### Work required
Reproduce, character for character, the lines below from the first through the one with "search: bare leg". Leave pictures out.

Information shown Block Start

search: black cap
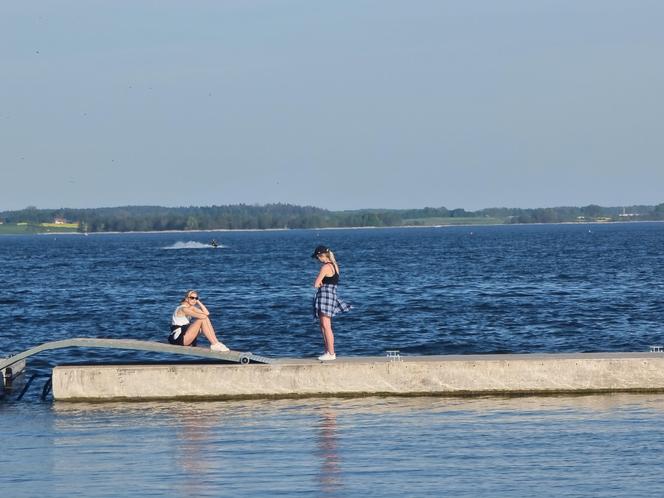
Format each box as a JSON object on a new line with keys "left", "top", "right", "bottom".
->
{"left": 312, "top": 245, "right": 329, "bottom": 258}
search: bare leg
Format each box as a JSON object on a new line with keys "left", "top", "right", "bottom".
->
{"left": 200, "top": 318, "right": 224, "bottom": 346}
{"left": 319, "top": 320, "right": 328, "bottom": 352}
{"left": 320, "top": 315, "right": 335, "bottom": 355}
{"left": 182, "top": 320, "right": 203, "bottom": 346}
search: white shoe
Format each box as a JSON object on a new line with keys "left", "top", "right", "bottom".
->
{"left": 211, "top": 342, "right": 230, "bottom": 352}
{"left": 317, "top": 352, "right": 336, "bottom": 361}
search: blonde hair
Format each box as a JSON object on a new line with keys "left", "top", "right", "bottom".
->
{"left": 181, "top": 290, "right": 198, "bottom": 304}
{"left": 325, "top": 249, "right": 340, "bottom": 274}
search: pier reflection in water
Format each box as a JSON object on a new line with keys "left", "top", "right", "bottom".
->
{"left": 7, "top": 394, "right": 656, "bottom": 496}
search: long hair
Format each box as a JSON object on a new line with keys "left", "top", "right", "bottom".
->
{"left": 326, "top": 249, "right": 340, "bottom": 274}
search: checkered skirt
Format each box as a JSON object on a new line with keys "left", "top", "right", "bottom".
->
{"left": 313, "top": 284, "right": 351, "bottom": 319}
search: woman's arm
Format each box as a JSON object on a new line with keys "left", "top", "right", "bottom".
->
{"left": 195, "top": 299, "right": 211, "bottom": 316}
{"left": 314, "top": 263, "right": 335, "bottom": 288}
{"left": 182, "top": 304, "right": 209, "bottom": 319}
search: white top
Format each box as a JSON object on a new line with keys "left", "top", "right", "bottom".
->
{"left": 171, "top": 305, "right": 190, "bottom": 326}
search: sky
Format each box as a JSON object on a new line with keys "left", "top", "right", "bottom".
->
{"left": 1, "top": 0, "right": 663, "bottom": 212}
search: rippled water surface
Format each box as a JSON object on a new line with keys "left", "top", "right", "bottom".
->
{"left": 4, "top": 395, "right": 664, "bottom": 497}
{"left": 2, "top": 224, "right": 664, "bottom": 495}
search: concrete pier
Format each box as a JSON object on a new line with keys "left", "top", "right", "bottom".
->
{"left": 51, "top": 352, "right": 664, "bottom": 401}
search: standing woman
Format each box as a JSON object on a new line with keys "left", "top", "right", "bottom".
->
{"left": 169, "top": 290, "right": 230, "bottom": 352}
{"left": 312, "top": 245, "right": 351, "bottom": 361}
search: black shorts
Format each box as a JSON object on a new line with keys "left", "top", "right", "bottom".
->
{"left": 168, "top": 324, "right": 198, "bottom": 347}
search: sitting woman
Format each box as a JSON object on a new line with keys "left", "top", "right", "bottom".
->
{"left": 169, "top": 290, "right": 229, "bottom": 352}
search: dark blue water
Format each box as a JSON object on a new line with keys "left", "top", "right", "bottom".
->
{"left": 3, "top": 223, "right": 664, "bottom": 366}
{"left": 3, "top": 223, "right": 664, "bottom": 496}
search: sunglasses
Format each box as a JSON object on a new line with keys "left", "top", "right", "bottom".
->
{"left": 188, "top": 296, "right": 199, "bottom": 300}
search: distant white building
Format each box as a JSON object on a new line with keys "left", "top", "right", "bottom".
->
{"left": 618, "top": 207, "right": 638, "bottom": 218}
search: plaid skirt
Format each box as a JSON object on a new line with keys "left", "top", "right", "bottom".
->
{"left": 313, "top": 284, "right": 351, "bottom": 319}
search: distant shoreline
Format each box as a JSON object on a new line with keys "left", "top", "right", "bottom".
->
{"left": 3, "top": 203, "right": 661, "bottom": 235}
{"left": 0, "top": 219, "right": 657, "bottom": 236}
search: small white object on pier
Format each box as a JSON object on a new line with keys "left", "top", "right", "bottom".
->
{"left": 385, "top": 350, "right": 402, "bottom": 362}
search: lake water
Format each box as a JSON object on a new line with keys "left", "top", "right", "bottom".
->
{"left": 2, "top": 223, "right": 664, "bottom": 496}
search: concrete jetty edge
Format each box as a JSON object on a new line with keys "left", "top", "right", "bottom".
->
{"left": 52, "top": 352, "right": 664, "bottom": 401}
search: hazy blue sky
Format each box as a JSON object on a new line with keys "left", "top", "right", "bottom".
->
{"left": 1, "top": 1, "right": 662, "bottom": 211}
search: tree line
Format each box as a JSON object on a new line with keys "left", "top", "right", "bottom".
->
{"left": 1, "top": 203, "right": 663, "bottom": 232}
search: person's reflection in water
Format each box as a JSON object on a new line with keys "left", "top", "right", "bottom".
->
{"left": 176, "top": 408, "right": 218, "bottom": 496}
{"left": 316, "top": 408, "right": 343, "bottom": 495}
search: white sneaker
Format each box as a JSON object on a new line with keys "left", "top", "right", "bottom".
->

Information shown Block End

### Solution
search: black cap
Format each box as a JSON object on a new line with keys "left", "top", "right", "bottom".
->
{"left": 312, "top": 245, "right": 329, "bottom": 258}
search: bare leg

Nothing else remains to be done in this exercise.